» SUPPLIED PASSAGE
▼

Noiseless coding theorem

$\sum_i n_i \wp(x_i)\ge -\sum_i \wp(x_i)\log_2 \wp(x_i)$

The right hand side is the Boltzmann entropy (equal to the information entropy or statistical surprise) of statistical physics.

Proof: Use the theorem with $q_i={2^{-n_i}\over Q}$

$\sum_i^n 2^{-n_i}=Q\le 1, \qquad \sum_iq_i=\sum_i{2^{-n_i}\over Q}=1$

(1) $\begin{eqnarray*}-\sum_i \wp(x_i)\log_2\wp(x_i)&\le& -\sum_i \wp(x_i)\log_2 q_i\nonumber\\ &=&-\sum_i \wp(x_i)\log_2(2^{-n_i}/Q)\nonumber\\ &=&\sum_i\wp(x_i) n_i +\sum_i \wp(x_i)\log_2 (Q)\nonumber\\ &=&\sum_i\wp(x_i) n_i +\Big(\sum_i \wp(x_i)\Big)\cdot\log_2 (Q)=\sum_i\wp(x_i) n_i +\log_2 (Q)\nonumber\\ &\le& \sum_i\wp(x_i) n_i \nonumber\end{eqnarray*}$

since

$\log_2 (Q)\le \log_2 1=0$

The right side is the length of a typical coded single character. The theorem defines a place for the entropy or surprise function $H(x)=-\sum_i \wp(x_i)\log_2 \wp(x_i)$ of probability theory and statistical physics in coding theory.

▲

» GIVEN INSTRUCTION
Reproduce the noiseless coding theorem passage word for word, starting with "Proof: Use the" and going on through "in coding theory.".

» RECORD EXTRACTS

▼

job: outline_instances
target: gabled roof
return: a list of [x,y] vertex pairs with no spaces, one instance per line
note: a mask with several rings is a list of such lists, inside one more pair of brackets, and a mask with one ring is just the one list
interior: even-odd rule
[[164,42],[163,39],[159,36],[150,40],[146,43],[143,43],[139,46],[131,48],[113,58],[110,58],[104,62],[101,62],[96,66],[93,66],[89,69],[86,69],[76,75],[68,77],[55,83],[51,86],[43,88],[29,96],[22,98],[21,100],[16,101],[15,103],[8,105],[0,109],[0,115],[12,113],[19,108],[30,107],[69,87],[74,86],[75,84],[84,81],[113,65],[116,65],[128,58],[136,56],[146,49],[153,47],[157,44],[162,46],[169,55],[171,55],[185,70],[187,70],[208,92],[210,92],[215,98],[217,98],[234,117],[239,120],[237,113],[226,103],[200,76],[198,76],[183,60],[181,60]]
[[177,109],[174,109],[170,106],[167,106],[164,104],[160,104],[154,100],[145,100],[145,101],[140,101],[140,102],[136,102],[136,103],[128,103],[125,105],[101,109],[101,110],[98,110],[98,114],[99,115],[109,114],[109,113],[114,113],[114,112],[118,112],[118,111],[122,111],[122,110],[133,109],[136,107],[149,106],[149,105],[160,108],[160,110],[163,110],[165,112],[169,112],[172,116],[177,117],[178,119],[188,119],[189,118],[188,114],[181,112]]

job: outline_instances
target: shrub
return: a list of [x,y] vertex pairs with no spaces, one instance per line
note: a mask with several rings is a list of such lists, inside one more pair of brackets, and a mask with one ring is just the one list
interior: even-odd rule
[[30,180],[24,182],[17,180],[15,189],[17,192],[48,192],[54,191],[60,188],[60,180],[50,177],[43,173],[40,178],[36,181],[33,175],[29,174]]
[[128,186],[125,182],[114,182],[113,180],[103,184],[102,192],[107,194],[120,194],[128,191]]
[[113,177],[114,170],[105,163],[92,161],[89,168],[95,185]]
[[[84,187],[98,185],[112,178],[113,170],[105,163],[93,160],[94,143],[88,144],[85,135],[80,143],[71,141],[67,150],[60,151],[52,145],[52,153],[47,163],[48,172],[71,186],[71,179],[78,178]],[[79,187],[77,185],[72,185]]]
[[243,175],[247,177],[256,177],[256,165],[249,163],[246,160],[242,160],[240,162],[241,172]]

▲

» OUTPUT FOR THIS TASK
Proof: Use the theorem with $q_i={2^{-n_i}\over Q}$

$\sum_i^n 2^{-n_i}=Q\le 1, \qquad \sum_iq_i=\sum_i{2^{-n_i}\over Q}=1$

(1) $\begin{eqnarray*}-\sum_i \wp(x_i)\log_2\wp(x_i)&\le& -\sum_i \wp(x_i)\log_2 q_i\nonumber\\ &=&-\sum_i \wp(x_i)\log_2(2^{-n_i}/Q)\nonumber\\ &=&\sum_i\wp(x_i) n_i +\sum_i \wp(x_i)\log_2 (Q)\nonumber\\ &=&\sum_i\wp(x_i) n_i +\Big(\sum_i \wp(x_i)\Big)\cdot\log_2 (Q)=\sum_i\wp(x_i) n_i +\log_2 (Q)\nonumber\\ &\le& \sum_i\wp(x_i) n_i \nonumber\end{eqnarray*}$

since

$\log_2 (Q)\le \log_2 1=0$

The right side is the length of a typical coded single character. The theorem defines a place for the entropy or surprise function $H(x)=-\sum_i \wp(x_i)\log_2 \wp(x_i)$ of probability theory and statistical physics in coding theory.